(Referring expression pointing data)

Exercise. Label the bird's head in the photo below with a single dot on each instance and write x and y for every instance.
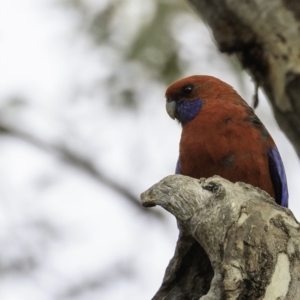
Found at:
(186, 97)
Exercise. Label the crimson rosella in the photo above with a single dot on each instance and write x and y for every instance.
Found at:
(221, 135)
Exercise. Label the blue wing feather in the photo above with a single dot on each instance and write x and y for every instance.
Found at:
(278, 177)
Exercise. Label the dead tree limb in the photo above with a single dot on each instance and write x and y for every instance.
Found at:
(235, 242)
(265, 37)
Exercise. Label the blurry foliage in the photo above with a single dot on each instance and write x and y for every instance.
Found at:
(142, 41)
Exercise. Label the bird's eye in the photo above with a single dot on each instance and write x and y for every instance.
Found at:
(187, 89)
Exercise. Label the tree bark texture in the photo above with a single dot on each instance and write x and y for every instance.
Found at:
(265, 36)
(235, 242)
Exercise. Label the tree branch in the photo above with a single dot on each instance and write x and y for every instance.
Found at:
(265, 37)
(252, 244)
(79, 162)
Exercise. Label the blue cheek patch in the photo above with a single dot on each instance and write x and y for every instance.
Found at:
(187, 110)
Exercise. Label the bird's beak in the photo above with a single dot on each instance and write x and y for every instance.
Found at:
(171, 108)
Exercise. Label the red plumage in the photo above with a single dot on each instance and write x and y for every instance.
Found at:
(224, 138)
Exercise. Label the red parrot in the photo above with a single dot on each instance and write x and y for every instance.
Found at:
(221, 135)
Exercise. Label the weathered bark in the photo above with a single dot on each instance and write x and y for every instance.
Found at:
(265, 36)
(235, 242)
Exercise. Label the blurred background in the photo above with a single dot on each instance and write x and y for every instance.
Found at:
(83, 131)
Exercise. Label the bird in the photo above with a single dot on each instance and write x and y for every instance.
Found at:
(222, 135)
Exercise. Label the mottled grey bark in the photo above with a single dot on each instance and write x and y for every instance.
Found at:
(235, 242)
(265, 36)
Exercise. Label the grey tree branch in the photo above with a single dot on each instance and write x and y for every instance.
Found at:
(233, 236)
(265, 37)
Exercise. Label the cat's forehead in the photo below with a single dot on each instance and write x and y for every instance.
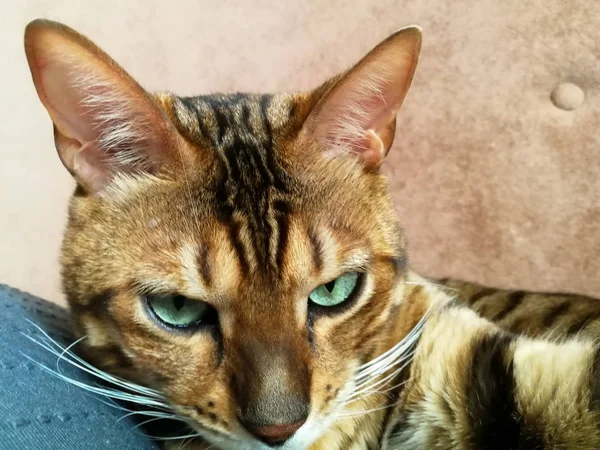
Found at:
(225, 120)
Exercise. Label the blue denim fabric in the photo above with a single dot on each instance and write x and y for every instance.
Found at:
(39, 411)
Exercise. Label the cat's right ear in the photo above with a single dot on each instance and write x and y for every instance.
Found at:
(104, 122)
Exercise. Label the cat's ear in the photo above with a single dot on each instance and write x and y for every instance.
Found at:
(104, 122)
(357, 113)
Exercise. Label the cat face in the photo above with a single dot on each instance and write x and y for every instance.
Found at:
(238, 253)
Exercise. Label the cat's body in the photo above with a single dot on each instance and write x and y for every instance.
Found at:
(239, 255)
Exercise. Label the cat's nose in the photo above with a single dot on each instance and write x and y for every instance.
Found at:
(276, 434)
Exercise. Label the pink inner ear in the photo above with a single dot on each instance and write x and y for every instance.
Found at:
(358, 113)
(66, 101)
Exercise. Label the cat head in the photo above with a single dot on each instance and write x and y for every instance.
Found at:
(239, 253)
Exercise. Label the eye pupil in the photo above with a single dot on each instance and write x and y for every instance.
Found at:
(329, 286)
(178, 302)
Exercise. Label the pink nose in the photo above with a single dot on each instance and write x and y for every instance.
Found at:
(277, 434)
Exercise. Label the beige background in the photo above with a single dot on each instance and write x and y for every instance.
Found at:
(493, 181)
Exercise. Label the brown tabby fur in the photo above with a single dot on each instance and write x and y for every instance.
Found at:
(242, 209)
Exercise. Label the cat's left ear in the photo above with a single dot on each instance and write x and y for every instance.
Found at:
(105, 123)
(358, 113)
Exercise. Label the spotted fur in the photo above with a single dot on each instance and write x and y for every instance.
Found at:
(248, 202)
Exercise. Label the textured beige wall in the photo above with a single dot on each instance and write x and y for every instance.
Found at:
(495, 183)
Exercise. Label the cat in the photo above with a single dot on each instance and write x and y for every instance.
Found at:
(237, 262)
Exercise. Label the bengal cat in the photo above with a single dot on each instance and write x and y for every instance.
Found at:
(235, 261)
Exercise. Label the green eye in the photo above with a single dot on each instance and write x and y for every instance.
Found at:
(336, 291)
(180, 312)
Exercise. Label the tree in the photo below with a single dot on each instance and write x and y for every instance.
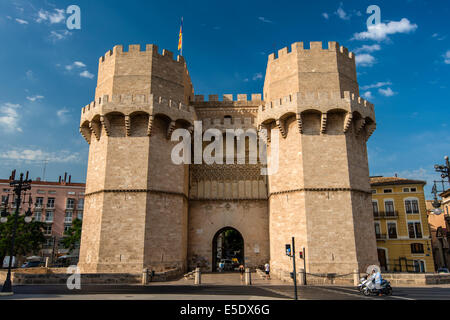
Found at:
(73, 235)
(29, 237)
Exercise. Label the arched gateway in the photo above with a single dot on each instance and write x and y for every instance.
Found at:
(228, 247)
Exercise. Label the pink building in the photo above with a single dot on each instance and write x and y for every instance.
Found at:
(56, 204)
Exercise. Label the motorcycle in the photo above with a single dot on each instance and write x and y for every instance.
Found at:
(367, 287)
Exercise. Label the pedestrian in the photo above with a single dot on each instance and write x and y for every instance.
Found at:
(267, 269)
(242, 271)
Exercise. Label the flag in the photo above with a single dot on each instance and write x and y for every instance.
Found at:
(180, 39)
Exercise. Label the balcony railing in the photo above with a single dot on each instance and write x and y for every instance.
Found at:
(385, 215)
(380, 236)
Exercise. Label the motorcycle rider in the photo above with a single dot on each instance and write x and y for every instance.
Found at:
(376, 277)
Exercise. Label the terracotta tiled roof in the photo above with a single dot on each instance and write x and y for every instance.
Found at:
(51, 183)
(445, 194)
(385, 181)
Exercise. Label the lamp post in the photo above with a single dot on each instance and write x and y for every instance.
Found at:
(444, 169)
(19, 186)
(437, 203)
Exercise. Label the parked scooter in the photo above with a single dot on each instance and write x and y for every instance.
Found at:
(367, 287)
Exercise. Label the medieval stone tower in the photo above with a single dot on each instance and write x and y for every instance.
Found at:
(144, 211)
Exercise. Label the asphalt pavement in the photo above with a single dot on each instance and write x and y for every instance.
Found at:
(218, 292)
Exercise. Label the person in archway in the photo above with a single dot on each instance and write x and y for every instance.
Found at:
(242, 271)
(267, 270)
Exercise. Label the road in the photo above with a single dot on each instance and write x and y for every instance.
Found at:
(217, 292)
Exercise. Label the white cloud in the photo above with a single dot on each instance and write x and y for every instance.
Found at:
(257, 76)
(63, 156)
(367, 95)
(447, 57)
(9, 117)
(376, 85)
(34, 98)
(381, 31)
(364, 60)
(59, 35)
(438, 37)
(63, 115)
(21, 21)
(57, 16)
(367, 48)
(86, 74)
(76, 64)
(386, 92)
(263, 19)
(341, 13)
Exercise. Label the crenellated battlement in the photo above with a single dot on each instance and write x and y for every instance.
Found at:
(136, 49)
(255, 97)
(355, 108)
(319, 98)
(314, 47)
(129, 104)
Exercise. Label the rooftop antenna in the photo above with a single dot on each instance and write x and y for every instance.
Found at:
(45, 167)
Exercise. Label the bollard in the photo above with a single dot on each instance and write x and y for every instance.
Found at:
(144, 277)
(302, 277)
(356, 277)
(248, 277)
(198, 276)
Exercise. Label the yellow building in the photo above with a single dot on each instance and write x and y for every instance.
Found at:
(401, 225)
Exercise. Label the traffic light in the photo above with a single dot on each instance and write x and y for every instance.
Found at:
(288, 250)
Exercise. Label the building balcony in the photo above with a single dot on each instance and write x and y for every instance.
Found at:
(380, 236)
(386, 215)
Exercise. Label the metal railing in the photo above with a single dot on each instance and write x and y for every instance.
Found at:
(385, 214)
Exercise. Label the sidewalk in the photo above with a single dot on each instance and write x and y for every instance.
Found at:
(226, 278)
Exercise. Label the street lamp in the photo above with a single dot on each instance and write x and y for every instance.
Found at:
(445, 169)
(19, 186)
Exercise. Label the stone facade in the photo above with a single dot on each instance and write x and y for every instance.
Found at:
(143, 211)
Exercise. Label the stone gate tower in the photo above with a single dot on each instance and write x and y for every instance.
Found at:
(144, 211)
(136, 199)
(312, 97)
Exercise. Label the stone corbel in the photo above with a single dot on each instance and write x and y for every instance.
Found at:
(262, 130)
(299, 122)
(86, 133)
(105, 124)
(348, 121)
(370, 130)
(150, 125)
(127, 125)
(359, 125)
(95, 129)
(280, 125)
(170, 129)
(323, 126)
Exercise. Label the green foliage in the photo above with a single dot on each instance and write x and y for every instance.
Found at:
(29, 237)
(73, 235)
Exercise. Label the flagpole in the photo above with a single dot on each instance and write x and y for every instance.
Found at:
(182, 36)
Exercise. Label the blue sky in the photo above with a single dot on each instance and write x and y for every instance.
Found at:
(47, 72)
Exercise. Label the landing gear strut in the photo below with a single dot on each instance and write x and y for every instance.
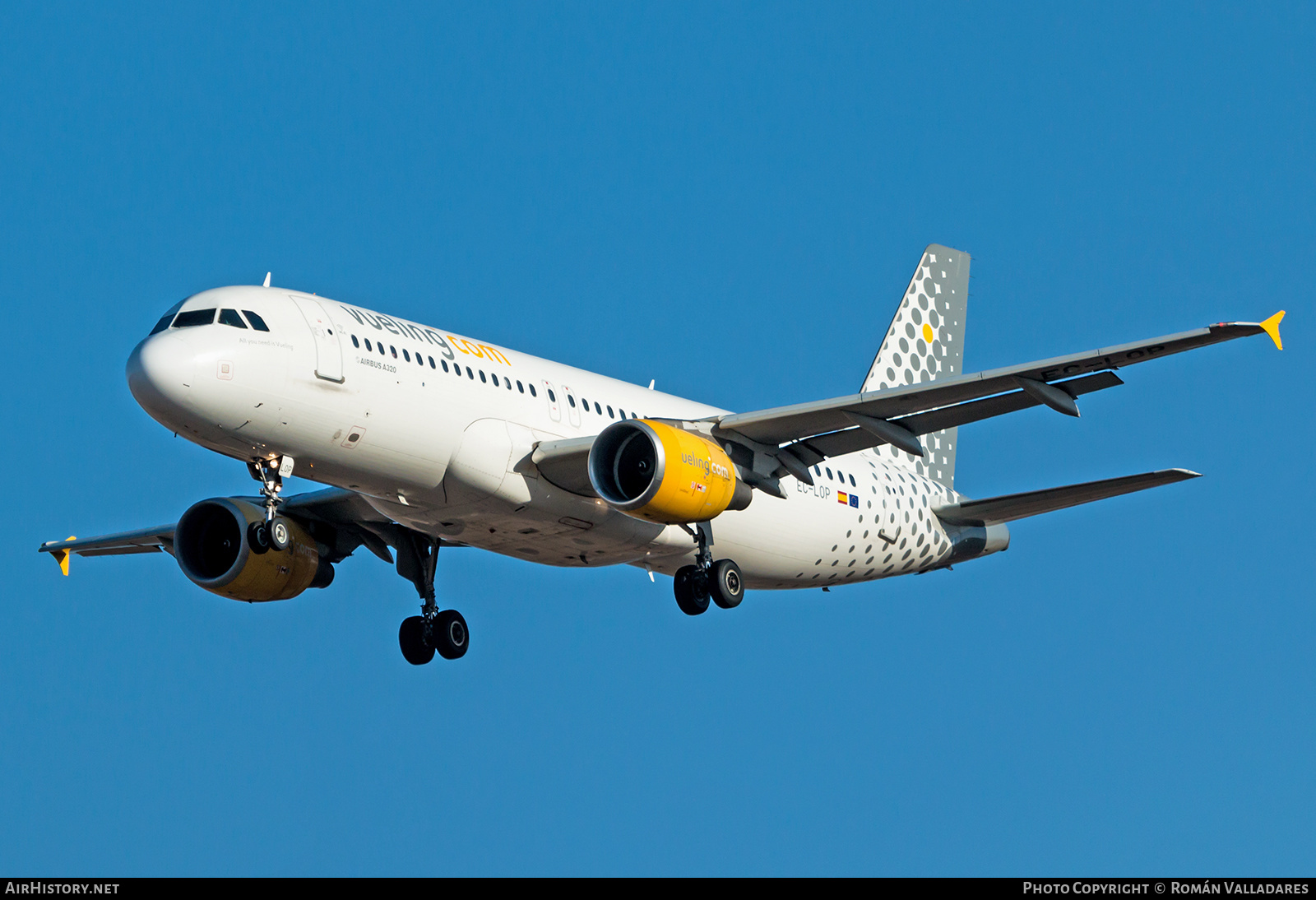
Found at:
(721, 582)
(420, 637)
(273, 533)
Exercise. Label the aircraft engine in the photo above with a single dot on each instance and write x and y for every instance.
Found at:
(214, 549)
(664, 474)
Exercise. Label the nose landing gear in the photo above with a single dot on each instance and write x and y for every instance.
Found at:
(273, 533)
(721, 582)
(420, 637)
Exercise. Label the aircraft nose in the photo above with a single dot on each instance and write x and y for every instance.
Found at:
(161, 373)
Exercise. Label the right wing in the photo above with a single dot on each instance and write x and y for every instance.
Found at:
(995, 511)
(804, 434)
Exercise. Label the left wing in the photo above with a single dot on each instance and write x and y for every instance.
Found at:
(350, 520)
(804, 434)
(148, 540)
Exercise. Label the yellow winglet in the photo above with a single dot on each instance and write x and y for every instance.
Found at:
(63, 555)
(1272, 328)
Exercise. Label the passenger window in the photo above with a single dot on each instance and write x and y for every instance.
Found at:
(230, 318)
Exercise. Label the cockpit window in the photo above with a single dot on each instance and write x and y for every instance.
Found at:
(168, 318)
(230, 318)
(194, 318)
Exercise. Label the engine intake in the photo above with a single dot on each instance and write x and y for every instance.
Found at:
(664, 474)
(212, 549)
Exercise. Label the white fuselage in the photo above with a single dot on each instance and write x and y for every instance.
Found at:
(436, 430)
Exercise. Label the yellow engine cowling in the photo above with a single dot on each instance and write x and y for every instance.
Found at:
(212, 546)
(662, 474)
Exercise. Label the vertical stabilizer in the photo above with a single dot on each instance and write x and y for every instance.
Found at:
(927, 342)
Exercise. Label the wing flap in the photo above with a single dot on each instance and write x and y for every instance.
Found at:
(995, 511)
(785, 424)
(146, 540)
(836, 443)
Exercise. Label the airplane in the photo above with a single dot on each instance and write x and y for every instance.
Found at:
(429, 438)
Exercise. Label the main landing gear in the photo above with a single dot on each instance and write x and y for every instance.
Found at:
(420, 637)
(273, 533)
(706, 581)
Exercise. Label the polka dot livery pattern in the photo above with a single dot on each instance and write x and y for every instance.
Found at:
(925, 342)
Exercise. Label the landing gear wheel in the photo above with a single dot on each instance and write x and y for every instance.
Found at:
(258, 538)
(691, 590)
(411, 638)
(725, 584)
(280, 535)
(449, 634)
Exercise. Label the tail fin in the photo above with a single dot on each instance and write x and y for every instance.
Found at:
(925, 342)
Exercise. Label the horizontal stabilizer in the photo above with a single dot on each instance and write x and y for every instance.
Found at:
(1020, 505)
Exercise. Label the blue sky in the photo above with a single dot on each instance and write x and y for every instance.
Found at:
(730, 200)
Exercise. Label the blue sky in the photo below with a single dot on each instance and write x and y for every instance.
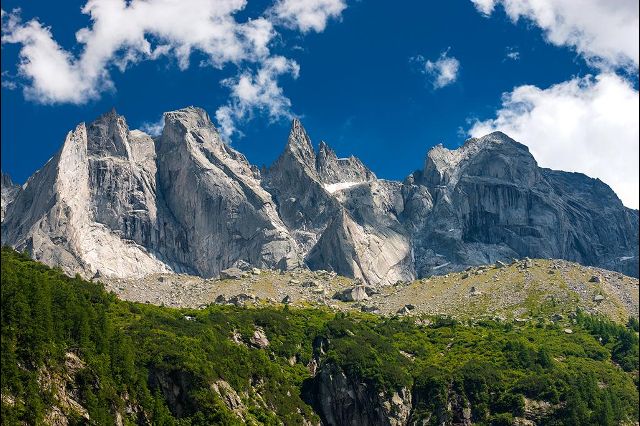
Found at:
(367, 81)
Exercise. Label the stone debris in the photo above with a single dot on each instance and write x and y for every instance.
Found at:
(231, 274)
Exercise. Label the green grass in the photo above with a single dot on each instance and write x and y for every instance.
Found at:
(588, 377)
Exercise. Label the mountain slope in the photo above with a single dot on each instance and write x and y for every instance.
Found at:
(74, 354)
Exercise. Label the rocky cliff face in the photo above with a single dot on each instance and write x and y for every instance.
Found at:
(115, 202)
(488, 201)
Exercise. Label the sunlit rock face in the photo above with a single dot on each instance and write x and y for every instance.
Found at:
(116, 202)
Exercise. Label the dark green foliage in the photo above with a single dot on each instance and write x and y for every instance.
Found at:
(131, 351)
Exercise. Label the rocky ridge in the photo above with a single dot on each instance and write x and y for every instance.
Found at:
(114, 202)
(527, 288)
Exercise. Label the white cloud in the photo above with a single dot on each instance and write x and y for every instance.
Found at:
(259, 91)
(442, 72)
(604, 32)
(588, 125)
(512, 53)
(124, 32)
(153, 128)
(307, 15)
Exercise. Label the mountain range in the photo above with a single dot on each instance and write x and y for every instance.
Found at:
(117, 202)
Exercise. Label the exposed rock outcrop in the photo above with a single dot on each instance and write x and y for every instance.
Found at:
(343, 400)
(9, 193)
(113, 202)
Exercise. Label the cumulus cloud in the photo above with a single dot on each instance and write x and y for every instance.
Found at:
(441, 72)
(604, 32)
(307, 15)
(124, 32)
(257, 91)
(153, 128)
(588, 125)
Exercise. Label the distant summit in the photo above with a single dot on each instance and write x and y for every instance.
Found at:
(119, 203)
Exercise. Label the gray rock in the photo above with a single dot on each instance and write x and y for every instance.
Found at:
(116, 200)
(9, 193)
(354, 294)
(259, 338)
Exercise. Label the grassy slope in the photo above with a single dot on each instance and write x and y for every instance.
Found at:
(127, 349)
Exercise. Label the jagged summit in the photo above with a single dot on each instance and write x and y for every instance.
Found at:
(119, 203)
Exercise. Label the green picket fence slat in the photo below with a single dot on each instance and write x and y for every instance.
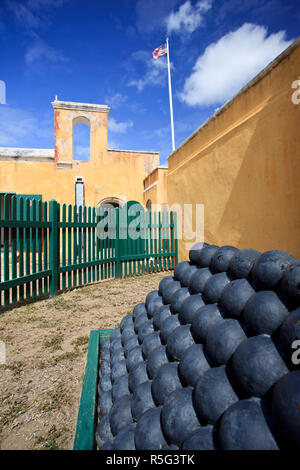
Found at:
(48, 249)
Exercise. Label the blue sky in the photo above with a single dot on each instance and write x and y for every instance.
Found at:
(97, 51)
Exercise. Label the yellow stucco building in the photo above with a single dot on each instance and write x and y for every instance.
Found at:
(242, 165)
(113, 176)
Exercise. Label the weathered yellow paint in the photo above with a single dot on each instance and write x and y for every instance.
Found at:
(156, 188)
(109, 173)
(244, 165)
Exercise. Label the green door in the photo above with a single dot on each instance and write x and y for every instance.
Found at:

* _EXERCISE DESCRIPTION_
Take every line above that includes the string "building" and return it.

* _RESULT FOR THIS TASK_
Exercise. Label the pink building in the photo above with a single dot on each instance and write x and y for every instance.
Exercise. Label the yellow building in the photo above with a single dot on each instance and write x and y for every instance.
Exercise. Label the building balcony in the photo above with a single dot on each instance and write x and y for every instance.
Exercise. Label the yellow stucco building in the photo above with a single dot on each instance and write x and y for every instance.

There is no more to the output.